Referring expression data
#####
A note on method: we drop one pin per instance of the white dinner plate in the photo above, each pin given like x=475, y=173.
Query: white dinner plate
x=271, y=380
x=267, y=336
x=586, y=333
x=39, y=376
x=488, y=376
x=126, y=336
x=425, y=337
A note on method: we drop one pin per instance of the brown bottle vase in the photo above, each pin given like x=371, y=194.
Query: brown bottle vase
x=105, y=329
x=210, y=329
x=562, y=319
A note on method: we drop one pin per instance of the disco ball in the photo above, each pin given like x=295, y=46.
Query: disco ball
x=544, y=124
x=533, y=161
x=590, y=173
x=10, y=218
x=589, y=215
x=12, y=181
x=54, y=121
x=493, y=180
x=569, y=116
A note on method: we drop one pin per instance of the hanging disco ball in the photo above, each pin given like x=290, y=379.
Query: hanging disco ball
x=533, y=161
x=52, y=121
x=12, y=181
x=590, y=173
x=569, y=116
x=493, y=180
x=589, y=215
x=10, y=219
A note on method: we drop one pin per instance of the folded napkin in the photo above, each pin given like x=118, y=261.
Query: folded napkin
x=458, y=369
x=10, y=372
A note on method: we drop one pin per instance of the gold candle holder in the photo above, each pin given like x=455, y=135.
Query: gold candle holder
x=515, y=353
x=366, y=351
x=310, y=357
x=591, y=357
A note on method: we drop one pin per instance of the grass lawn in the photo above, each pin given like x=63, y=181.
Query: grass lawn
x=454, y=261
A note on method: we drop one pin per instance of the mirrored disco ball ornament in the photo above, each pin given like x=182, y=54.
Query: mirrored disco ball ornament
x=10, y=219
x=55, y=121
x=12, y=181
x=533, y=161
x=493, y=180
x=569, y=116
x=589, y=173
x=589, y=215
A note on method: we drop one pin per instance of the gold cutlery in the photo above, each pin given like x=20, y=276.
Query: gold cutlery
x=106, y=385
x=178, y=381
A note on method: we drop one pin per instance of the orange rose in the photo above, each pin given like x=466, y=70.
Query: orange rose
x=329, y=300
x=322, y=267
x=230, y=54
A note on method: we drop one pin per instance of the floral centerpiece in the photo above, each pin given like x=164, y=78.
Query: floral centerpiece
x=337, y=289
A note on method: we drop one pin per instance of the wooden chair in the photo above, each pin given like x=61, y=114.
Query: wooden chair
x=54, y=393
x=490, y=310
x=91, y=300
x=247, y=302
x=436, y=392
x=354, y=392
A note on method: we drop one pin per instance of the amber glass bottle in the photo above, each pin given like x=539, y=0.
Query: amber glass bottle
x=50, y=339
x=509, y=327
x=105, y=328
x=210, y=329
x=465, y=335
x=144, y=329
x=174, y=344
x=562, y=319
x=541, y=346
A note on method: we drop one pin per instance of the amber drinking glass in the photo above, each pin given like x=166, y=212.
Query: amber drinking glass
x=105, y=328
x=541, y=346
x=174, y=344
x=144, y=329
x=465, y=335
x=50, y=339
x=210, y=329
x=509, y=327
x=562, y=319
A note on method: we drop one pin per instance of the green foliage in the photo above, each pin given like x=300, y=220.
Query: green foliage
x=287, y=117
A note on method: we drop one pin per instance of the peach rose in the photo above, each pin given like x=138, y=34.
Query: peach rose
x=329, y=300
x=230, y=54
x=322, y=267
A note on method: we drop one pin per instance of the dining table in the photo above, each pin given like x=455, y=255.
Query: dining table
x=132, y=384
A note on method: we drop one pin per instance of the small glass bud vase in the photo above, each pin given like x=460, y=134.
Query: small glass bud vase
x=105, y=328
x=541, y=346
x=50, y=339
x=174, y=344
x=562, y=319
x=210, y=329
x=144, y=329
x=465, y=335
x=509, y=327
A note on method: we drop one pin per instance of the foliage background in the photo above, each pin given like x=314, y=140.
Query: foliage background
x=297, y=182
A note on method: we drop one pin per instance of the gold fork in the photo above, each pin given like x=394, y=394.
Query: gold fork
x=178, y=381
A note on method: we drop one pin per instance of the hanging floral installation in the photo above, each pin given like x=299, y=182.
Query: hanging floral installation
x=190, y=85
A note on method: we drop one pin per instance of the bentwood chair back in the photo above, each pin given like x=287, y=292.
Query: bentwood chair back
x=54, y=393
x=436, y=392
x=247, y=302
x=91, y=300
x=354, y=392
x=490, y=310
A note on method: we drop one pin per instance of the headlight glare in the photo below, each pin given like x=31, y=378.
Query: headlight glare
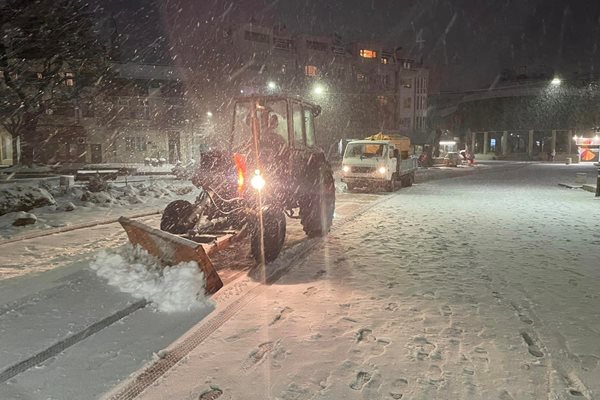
x=257, y=181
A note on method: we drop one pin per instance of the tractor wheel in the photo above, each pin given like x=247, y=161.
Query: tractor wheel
x=317, y=207
x=273, y=236
x=178, y=217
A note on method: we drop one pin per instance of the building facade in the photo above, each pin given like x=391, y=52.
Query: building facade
x=363, y=87
x=168, y=112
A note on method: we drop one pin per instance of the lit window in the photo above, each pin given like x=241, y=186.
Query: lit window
x=69, y=81
x=310, y=70
x=364, y=53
#####
◆ TASK INSTRUCTIONS: Set the entries down again exactly, beginning with their first line and ending with the line that contains "like x=20, y=276."; omit all other lines.

◆ SOLUTION:
A note on method: we drop one pin per instance of the white dinner plate in the photo above, each pin given like x=475, y=173.
Query: white dinner plate
x=271, y=380
x=267, y=336
x=586, y=333
x=39, y=376
x=488, y=376
x=126, y=336
x=425, y=337
A note on method: we drop one pin per instance of the brown bottle vase in the photo above, each pin given like x=371, y=194.
Query: brown bottle vase
x=105, y=329
x=210, y=329
x=562, y=319
A note on method: we drop one pin per instance of the disco ball in the photo above, each pin given like x=295, y=46.
Query: disco ball
x=544, y=124
x=533, y=161
x=590, y=173
x=10, y=218
x=589, y=215
x=12, y=181
x=54, y=121
x=493, y=180
x=569, y=116
A note on method: we drop one pin per instance of the hanging disco ball in the photo above, each pin given like x=290, y=379.
Query: hanging disco ball
x=533, y=161
x=52, y=121
x=12, y=181
x=590, y=173
x=569, y=116
x=493, y=180
x=589, y=215
x=10, y=219
A note on method: we drop one pin per instance of the folded napkin in the photo above, each pin given like x=118, y=261.
Query: folded napkin
x=458, y=369
x=10, y=372
A note on method: we drop one pin per instance of the gold candle holder in the photo above, each pin given like x=455, y=135.
Query: gold candle holder
x=515, y=353
x=366, y=351
x=310, y=357
x=591, y=357
A note on method: we drop one pin per instance of the grass lawn in the photo above, each pin given like x=63, y=181.
Query: grass lawn
x=454, y=261
A note on method: we drop one pin per instance of the mirrored disco ball ornament in the photo above, each pin given like x=182, y=54.
Query: mirrored disco ball ornament
x=10, y=219
x=55, y=121
x=12, y=181
x=533, y=161
x=493, y=180
x=569, y=116
x=589, y=173
x=589, y=215
A note on method: we drop one pin per instance of the gold cutlery in the photo above, each pin given like x=20, y=276.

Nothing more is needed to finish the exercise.